TRECHO DO DOCUMENTO>
········
Perigosa e temida por seu veneno, uma espécie de aranha-caranguejeira (chamada Vitalius wacketi) virou o foco de uma importante pesquisa sobre o combate ao câncer no Brasil. Nativa do país e facilmente encontrada no litoral do estado de São Paulo, o aracnídeo pertence à família das Theraphosidae (a das tarântulas), como explica a Animal Diversity Web (ADW), enciclopédia online do Museu de Zoologia da Universidade de Michigan, nos Estados Unidos.
Essa espécie de aranha vem sendo investigada por dois grandes órgãos de pesquisas científicas do Brasil – o Instituto Butantan (instituição governamental de São Paulo que realiza pesquisas desde 1901) e a Sociedade Beneficente Israelita Brasileira Albert Einstein (mantenedora do Hospital Albert Einstein e que também promove pesquisas científicas) – os quais se uniram em um estudo que identificou uma molécula com potencial para tratar o câncer extraída do veneno da aranha-caranguejeira Vitalius wacketi através um processo inovador.
National Geographic detalha como foi realizado esse processo e o que os pesquisadores descobriram até então sobre essa substância presente no veneno da aranha e que pode ajudar a combater e tratar alguns tipos de câncer.
O baixo custo para sintetizar a toxina de forma a usá-la para combater as células cancerígenas pode tornar esse tratamento mais acessível no futuro, caso a ele seja aprovado.
O biólogo e pesquisador Pedro Ismael da Silva Junior (cientista do Laboratório de Toxinologia Aplicada do Instituto Butantan) e sua equipe – que pesquisa a síntese de moléculas extraídas da natureza para testar seu potencial terapêutico – já vinham investigando a atividade biológica do veneno da aranha-caranguejeira.
········
PERGUNTAS DE LEITURA>
1. Reproduza sem alterações o trecho do texto sobre a aranha-caranguejeira que vai de "O baixo custo" até "ele seja aprovado.".
2. Responda às perguntas abaixo com base no texto sobre a aranha-caranguejeira.
(a) Em que região do Brasil a Vitalius wacketi é facilmente encontrada?
(b) Desde que ano o Instituto Butantan realiza pesquisas?
(c) Em qual laboratório trabalha o pesquisador Pedro Ismael da Silva Junior?
Os registros que vêm a seguir formam um material à parte, independente do texto acima.

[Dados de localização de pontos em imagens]
········
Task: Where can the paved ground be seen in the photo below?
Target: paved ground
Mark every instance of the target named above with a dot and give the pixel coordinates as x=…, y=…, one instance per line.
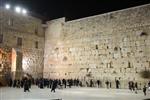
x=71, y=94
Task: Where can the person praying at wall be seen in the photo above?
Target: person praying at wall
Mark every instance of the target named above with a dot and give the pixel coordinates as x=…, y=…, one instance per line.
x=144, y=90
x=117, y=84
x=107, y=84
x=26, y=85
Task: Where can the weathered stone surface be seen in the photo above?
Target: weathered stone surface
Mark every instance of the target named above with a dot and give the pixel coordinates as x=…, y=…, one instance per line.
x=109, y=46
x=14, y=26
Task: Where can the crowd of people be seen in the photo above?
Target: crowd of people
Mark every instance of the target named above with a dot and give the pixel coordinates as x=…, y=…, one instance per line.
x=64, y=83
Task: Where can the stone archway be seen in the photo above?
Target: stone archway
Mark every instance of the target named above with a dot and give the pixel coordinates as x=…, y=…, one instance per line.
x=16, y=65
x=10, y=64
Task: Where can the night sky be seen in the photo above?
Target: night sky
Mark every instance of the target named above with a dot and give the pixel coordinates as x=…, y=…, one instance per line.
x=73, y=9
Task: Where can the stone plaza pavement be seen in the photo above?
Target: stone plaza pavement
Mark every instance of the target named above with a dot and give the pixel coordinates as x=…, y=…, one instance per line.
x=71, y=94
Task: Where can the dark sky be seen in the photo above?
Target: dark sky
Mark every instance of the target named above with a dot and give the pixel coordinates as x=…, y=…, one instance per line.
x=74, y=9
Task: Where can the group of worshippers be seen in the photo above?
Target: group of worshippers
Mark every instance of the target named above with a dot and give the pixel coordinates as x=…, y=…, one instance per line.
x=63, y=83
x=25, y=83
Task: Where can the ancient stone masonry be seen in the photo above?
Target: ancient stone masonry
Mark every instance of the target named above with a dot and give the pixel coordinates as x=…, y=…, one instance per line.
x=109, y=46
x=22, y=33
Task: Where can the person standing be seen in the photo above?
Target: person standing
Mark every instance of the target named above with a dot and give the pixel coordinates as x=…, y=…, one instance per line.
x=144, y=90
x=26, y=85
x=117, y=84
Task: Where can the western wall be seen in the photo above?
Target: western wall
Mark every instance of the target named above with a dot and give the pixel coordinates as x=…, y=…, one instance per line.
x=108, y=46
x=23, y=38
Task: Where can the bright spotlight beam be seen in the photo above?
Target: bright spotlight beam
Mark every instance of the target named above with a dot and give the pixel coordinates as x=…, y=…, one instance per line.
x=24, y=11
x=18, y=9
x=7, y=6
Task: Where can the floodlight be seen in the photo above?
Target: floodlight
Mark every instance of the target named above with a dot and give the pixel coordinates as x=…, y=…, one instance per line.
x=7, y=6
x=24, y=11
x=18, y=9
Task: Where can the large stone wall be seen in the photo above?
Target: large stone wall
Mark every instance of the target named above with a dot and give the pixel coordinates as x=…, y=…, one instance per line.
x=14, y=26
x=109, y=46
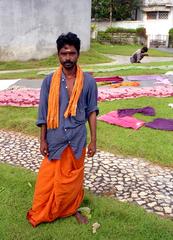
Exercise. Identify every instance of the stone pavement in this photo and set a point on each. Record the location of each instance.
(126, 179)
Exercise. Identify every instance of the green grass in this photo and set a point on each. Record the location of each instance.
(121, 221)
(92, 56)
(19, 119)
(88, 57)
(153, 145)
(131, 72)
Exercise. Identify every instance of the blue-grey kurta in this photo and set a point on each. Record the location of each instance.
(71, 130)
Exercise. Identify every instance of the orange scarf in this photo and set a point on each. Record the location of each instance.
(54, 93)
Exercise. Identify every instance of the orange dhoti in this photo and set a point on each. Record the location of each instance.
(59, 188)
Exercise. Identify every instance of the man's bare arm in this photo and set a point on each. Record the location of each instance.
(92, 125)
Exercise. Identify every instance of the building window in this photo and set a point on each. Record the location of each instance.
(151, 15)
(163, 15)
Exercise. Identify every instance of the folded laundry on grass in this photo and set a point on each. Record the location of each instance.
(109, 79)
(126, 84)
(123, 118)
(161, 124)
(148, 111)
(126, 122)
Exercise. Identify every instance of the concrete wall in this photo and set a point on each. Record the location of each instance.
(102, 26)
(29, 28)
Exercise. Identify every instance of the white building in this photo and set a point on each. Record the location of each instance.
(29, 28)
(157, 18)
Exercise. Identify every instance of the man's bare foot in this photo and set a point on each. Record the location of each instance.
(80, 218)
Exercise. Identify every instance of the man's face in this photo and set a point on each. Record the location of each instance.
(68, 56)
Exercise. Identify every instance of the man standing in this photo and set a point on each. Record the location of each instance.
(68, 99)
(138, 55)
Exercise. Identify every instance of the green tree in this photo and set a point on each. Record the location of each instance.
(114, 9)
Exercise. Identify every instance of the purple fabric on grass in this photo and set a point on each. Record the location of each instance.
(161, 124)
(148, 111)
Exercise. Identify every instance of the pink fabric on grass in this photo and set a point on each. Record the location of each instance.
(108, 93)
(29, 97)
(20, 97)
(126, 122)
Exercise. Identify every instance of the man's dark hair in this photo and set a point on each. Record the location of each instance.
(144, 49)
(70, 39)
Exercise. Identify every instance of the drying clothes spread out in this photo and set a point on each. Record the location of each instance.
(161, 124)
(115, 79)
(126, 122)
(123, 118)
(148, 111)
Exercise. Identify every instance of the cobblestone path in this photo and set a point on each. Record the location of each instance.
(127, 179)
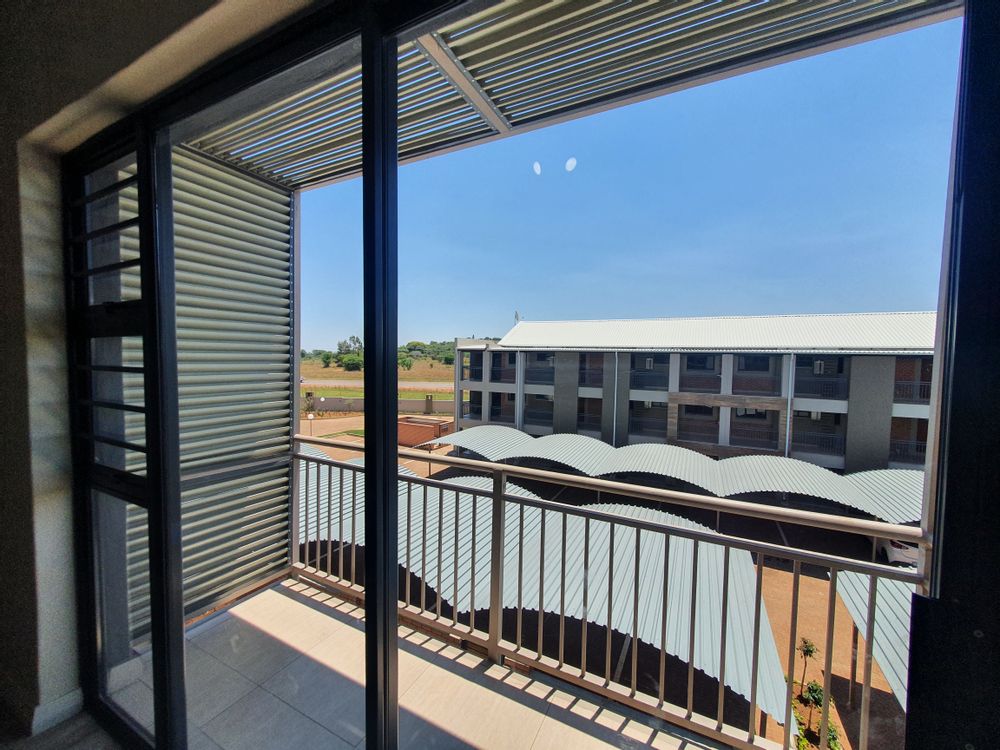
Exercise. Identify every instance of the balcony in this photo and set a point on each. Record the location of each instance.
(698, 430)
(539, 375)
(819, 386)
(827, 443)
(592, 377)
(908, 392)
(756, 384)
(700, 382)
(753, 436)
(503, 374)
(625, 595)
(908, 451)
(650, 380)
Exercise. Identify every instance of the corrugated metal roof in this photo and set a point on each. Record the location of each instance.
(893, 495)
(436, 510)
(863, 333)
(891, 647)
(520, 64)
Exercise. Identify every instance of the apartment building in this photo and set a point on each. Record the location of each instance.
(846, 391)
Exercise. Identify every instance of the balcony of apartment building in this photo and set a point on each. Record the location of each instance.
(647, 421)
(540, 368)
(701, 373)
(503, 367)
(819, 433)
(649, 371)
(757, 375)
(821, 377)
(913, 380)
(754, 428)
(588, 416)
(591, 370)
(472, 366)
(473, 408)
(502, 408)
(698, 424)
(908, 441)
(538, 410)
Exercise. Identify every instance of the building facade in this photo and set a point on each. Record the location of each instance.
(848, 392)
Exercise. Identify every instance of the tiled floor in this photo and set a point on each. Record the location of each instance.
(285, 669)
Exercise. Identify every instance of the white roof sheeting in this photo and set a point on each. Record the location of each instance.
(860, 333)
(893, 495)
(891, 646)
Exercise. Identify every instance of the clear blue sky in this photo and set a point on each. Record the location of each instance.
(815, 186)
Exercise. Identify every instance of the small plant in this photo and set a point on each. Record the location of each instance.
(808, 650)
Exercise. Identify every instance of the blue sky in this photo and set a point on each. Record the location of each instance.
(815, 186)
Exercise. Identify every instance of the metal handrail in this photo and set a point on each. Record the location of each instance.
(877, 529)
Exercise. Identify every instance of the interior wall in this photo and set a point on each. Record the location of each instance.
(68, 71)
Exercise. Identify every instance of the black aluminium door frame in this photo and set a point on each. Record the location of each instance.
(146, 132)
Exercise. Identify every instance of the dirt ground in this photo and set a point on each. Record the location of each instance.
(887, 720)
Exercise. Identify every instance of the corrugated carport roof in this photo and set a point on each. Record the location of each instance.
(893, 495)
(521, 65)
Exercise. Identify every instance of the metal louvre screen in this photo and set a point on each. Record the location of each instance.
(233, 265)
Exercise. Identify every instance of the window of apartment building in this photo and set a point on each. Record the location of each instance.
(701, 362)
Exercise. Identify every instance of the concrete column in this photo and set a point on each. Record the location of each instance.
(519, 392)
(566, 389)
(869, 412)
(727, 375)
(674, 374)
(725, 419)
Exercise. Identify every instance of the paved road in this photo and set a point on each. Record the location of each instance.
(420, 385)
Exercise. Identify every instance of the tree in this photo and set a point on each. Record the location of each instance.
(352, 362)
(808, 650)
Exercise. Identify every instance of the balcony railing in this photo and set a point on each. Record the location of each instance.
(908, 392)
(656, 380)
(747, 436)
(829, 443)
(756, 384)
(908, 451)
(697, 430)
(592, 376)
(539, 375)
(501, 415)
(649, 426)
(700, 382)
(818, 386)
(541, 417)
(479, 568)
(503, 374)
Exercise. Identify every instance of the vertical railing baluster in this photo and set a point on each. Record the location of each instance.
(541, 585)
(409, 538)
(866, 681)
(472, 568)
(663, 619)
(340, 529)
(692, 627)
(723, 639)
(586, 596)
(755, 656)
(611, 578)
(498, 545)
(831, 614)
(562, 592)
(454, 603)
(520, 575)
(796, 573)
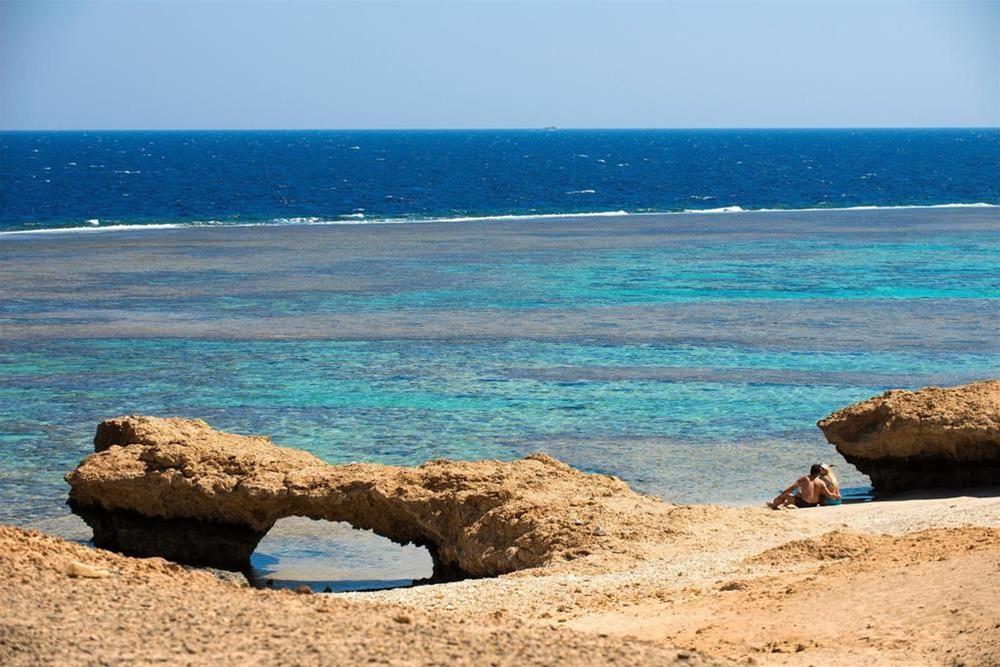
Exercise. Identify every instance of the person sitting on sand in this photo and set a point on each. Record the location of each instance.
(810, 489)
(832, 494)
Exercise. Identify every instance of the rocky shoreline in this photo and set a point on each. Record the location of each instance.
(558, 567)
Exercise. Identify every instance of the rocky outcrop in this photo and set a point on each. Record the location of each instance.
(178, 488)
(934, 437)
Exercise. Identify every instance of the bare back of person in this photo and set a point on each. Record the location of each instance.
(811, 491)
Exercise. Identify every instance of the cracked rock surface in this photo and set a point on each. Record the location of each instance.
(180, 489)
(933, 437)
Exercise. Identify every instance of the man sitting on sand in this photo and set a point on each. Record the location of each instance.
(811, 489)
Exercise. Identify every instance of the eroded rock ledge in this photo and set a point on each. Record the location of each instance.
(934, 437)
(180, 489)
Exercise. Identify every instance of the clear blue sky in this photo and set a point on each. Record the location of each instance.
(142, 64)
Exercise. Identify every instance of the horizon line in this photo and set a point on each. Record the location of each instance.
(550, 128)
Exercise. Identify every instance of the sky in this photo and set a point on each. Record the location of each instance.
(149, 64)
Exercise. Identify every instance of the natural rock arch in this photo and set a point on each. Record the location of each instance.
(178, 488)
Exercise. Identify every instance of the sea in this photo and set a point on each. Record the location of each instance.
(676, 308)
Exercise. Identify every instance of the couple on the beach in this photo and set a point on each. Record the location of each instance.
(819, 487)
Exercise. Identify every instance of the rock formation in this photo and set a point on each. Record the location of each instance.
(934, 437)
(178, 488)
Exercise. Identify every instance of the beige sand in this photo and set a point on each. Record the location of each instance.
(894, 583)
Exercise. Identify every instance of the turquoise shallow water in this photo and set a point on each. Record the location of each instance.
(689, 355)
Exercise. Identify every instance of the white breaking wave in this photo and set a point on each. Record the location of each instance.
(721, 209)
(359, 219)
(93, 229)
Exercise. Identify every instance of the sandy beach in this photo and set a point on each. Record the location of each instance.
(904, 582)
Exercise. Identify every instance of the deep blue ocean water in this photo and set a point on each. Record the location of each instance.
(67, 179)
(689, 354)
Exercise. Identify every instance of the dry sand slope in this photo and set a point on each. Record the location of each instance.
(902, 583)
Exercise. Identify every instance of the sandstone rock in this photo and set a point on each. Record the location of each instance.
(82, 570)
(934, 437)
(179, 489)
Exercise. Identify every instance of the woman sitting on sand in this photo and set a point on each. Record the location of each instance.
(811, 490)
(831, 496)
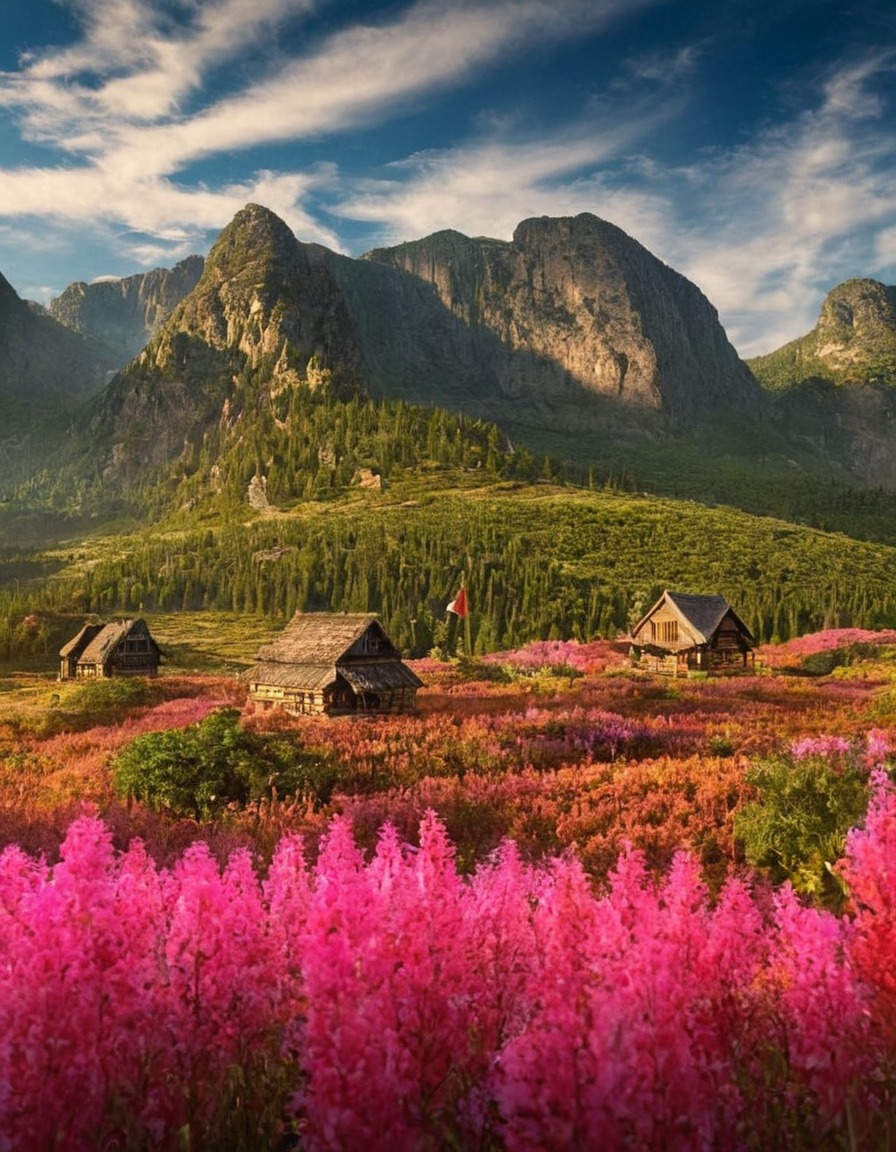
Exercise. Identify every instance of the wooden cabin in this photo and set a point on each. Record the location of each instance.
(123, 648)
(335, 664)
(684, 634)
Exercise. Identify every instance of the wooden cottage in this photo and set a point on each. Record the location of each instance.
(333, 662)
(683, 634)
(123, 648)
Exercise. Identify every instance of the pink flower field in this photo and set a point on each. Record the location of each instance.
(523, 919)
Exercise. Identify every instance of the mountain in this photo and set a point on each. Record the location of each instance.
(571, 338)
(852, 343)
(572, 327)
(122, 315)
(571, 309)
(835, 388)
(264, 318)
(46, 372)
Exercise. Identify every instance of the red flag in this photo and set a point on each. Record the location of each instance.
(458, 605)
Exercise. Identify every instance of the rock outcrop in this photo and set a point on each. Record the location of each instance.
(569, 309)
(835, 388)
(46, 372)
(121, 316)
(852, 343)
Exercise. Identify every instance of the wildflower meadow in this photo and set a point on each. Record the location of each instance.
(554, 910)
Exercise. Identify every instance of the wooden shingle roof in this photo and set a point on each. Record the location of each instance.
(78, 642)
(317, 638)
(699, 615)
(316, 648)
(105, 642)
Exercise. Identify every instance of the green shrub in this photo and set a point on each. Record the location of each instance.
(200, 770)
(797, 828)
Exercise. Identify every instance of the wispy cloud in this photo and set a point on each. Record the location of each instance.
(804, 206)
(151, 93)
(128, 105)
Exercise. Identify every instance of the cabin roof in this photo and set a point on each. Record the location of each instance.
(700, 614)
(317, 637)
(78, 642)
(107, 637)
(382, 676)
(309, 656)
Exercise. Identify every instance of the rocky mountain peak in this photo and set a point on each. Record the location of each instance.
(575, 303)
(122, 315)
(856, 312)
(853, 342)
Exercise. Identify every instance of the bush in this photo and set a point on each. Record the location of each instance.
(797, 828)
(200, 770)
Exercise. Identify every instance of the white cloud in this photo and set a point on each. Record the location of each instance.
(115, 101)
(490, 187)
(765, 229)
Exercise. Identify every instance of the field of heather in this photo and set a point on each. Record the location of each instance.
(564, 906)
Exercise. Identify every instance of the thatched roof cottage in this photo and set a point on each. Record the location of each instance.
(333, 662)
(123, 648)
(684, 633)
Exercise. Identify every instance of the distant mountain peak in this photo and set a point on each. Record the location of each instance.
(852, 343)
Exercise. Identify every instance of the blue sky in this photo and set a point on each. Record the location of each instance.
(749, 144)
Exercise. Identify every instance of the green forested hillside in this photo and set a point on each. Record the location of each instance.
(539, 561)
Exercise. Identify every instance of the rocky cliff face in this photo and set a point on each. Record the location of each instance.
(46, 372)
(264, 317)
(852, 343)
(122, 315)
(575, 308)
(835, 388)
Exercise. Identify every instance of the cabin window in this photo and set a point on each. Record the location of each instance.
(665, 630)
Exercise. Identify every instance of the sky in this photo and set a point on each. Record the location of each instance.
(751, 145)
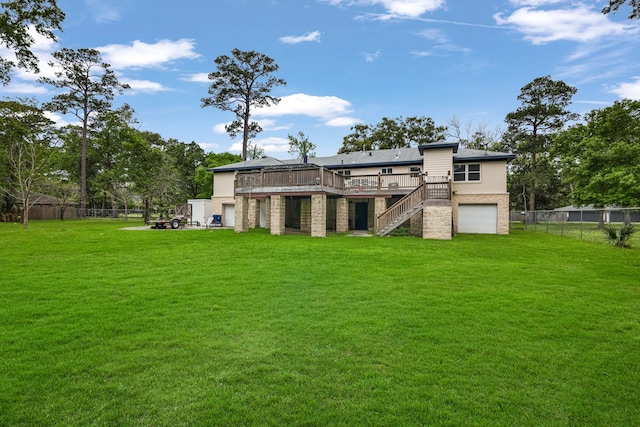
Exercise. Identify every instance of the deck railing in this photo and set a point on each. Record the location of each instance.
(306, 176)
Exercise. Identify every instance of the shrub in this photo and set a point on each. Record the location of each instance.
········
RESPOSTAS DAS TAREFAS>
1.
O baixo custo para sintetizar a toxina de forma a usá-la para combater as células cancerígenas pode tornar esse tratamento mais acessível no futuro, caso a ele seja aprovado.

2.
(a) No litoral do estado de São Paulo.
(b) Desde 1901.
(c) No Laboratório de Toxinologia Aplicada do Instituto Butantan.